Task goal: Please copy the part of the book review that runs from "Hobbes’ argument can" to "the devils out.", word for word.

Extract to read:
Humanity unleashed

Reading Rutger Bregman’s Humankind: A hopeful history for New Scientist, 10 June 2020

In 1651 English philosopher Thomas Hobbes startled the world with Leviathan, an account of the good and evil lurking in human nature. Hobbes argued that people, left to their own devices, were naturally viscious. (Writing in the aftermath of Europe’s cataclysmic Thirty Years War, the evidence was all around.) Ultimately, though, Hobbes’s vision was positive. Humans are also naturally gregarious. Gathering in groups, eventually we become more together than we were apart. We become villages, societies, whole civilisations.

Hobbes’ argument can be taken in two ways. We can glory in what we have built over the course of generations. Or we can live in terror of that future moment when the thin veneer of our civilisation cracks and lets all the devils out.

Even as I was writing this review, I came across the following story. In April, at the height of the surge in coronavirus cases, Americans purchased more guns than at any other point since the FBI began collecting data over 20 years ago. I would contend that these are not stupid people. They are, I suspect, people who have embraced a negatively Hobbesian view of the world, and are expecting the apocalypse.

Belief in innate human badness is self-fulfilling. (Bregman borrows from medical jargon and calls it a nocebo: a negative expectation that make one’s circumstances progressively worse.) And we do seem to try everything in our power to think the worst of ourselves. For instance, we give our schoolchildren William Golding’s 1954 novel Lord of the Flies to read (and fair enough — it’s a very good book) but nobody thinks to mention that the one time boys really were trapped on a desert island for over a year — on a rocky Polynesian atoll without fresh water, in 1965 — they survived, stayed fit and healthy, successfully set a lad’s broken leg, and formed friendships that have lasted a lifetime. Before Bregman came along you couldn’t even find this story on the internet.

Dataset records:
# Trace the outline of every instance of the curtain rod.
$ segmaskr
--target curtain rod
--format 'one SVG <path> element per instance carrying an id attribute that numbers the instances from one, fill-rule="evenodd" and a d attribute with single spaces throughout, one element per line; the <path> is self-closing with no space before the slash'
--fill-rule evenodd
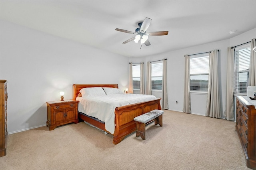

Answer section:
Hobbes’ argument can be taken in two ways. We can glory in what we have built over the course of generations. Or we can live in terror of that future moment when the thin veneer of our civilisation cracks and lets all the devils out.